*EXERCISE AIM*.
Can you write out everything from the start of the entries down to the line containing "324;244;544;451", both ends included, keeping the request lines as they are but scaling every bounding-box coordinate in the answers by 2.5 and rounding each to a whole number, with halves rounded up? Return only those lines.

*RECORDS SHOWN*.
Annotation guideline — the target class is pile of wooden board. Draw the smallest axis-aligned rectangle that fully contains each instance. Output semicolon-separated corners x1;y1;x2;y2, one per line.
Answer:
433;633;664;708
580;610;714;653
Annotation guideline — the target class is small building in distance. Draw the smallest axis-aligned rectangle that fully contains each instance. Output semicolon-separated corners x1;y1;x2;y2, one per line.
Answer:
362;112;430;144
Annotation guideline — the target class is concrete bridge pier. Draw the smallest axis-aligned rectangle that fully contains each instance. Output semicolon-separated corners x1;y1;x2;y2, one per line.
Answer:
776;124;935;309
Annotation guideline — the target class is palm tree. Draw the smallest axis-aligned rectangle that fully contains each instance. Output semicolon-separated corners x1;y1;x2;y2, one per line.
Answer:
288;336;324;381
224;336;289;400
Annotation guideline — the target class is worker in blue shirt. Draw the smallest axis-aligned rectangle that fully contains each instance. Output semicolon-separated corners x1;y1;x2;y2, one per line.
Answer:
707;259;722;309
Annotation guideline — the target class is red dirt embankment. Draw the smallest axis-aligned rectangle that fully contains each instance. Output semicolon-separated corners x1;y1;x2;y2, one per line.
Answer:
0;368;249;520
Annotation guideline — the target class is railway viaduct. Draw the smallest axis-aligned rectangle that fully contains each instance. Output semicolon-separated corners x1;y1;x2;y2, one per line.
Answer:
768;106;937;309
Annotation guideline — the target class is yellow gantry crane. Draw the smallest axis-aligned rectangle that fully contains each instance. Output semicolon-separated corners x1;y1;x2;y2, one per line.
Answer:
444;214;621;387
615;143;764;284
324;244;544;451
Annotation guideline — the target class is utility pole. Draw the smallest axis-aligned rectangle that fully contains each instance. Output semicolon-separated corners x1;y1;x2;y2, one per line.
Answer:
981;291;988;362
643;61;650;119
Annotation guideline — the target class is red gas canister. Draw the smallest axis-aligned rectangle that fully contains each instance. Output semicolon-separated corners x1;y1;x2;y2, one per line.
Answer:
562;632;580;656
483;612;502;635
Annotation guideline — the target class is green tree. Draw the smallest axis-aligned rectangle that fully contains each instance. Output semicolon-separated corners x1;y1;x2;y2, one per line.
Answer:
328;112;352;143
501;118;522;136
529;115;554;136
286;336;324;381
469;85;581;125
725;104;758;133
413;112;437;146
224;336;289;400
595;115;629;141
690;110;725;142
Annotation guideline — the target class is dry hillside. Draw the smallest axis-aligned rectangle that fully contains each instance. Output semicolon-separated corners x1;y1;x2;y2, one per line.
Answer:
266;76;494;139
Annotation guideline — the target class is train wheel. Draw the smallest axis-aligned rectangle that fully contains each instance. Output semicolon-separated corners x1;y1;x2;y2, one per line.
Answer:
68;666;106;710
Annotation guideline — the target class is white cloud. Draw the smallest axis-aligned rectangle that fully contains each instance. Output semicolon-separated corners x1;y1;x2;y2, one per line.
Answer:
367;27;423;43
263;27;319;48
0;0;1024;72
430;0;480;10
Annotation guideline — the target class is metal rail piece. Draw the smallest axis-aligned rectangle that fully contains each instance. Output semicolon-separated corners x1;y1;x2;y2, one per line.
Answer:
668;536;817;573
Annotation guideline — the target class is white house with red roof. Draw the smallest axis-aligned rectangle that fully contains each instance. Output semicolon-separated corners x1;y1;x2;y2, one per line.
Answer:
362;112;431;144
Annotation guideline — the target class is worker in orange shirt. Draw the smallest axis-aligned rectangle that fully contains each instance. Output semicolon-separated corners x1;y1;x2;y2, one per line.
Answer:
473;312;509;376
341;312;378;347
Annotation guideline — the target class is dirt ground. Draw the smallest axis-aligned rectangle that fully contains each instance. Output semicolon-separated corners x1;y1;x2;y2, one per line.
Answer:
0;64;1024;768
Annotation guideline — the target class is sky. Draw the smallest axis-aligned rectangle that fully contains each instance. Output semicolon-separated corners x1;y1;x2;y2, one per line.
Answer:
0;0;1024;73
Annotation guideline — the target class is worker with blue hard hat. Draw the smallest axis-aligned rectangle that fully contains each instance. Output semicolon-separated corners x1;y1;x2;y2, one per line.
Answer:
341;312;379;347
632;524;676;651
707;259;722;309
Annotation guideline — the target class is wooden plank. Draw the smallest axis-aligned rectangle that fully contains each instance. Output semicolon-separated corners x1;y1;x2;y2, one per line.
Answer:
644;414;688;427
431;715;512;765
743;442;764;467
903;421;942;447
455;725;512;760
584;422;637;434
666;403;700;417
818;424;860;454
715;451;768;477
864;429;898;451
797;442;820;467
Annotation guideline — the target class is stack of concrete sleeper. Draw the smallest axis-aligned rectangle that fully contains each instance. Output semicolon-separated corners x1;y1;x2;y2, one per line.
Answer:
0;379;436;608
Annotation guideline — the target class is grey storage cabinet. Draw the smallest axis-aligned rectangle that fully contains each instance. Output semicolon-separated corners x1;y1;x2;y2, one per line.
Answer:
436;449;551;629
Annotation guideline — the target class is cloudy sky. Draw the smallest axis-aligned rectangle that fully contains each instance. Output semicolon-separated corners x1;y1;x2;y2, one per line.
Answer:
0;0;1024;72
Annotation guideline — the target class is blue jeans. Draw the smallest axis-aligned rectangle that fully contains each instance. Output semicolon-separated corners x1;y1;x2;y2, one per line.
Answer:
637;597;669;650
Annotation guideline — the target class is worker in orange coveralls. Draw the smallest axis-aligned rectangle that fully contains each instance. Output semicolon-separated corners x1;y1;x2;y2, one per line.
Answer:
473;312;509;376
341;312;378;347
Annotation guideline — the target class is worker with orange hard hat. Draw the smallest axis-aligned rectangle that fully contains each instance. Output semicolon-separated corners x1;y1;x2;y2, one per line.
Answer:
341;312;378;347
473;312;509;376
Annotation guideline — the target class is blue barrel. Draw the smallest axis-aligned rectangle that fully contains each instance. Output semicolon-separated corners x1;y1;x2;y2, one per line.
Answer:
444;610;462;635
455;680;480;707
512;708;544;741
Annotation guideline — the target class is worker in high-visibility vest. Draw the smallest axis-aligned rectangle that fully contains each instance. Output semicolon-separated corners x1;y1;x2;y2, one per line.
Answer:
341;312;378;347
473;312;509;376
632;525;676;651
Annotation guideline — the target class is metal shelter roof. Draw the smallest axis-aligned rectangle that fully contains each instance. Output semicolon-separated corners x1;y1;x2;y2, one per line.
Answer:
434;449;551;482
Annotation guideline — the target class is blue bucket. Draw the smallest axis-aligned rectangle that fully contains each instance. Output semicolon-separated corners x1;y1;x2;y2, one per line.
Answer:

*CORRECT ANSWER*.
Annotation guideline — the target class is pile of wooden board. Draw the smallest axis-aligned rectangle that fully contains each instance. Output semicolon-separated corners x1;y1;x2;y2, one per line.
Answer:
1083;1583;1660;1770
1450;1525;1785;1633
Annotation guideline — the target class is small building in distance. Draw the smallest axis-aligned rectangle that fully contains each instance. Output semicolon-separated corners x1;y1;x2;y2, one per line.
Answer:
905;280;1075;360
Annotation guideline — the target class is concrete bridge pier. Draw the smallest axis-aligned rectangle that fully contains each instance. Output semicolon-separated corners x1;y1;x2;y2, one per line.
Answer:
1940;310;2338;773
Annotation guideline — the target class is palm tree. Draw the smallest axis-aligned rectangle that fully contains each instance. Output semicolon-separated corners x1;y1;x2;y2, one per line.
Answer:
720;840;810;953
560;840;723;1000
Annotation guideline — the target class is worker in blue shirt. Draw the smallest axis-aligned rectangle that fully contains each instance. Output semicolon-separated corners x1;y1;x2;y2, one per line.
Answer:
1768;648;1805;773
Annotation guideline — the target class is red dirt embankment. Draw the smallest axis-aligned rectangle that fully contains each instance. Output semicolon-separated corners x1;y1;x2;y2, one per line.
Answer:
0;920;623;1300
Annotation guideline — the target class is railway viaduct. Draw the smallest axis-aligned rectangle that fully contains each instance. Output semicolon-separated corners x1;y1;x2;y2, one per line.
Answer:
1920;265;2343;773
Annotation guideline — the target class is yellow gantry crane. Draw the smallest axis-aligned rectangle that fully contains each instance. Output semicolon-separated corners x1;y1;x2;y2, one per line.
Answer:
1110;535;1553;968
1538;358;1910;710
810;610;1360;1128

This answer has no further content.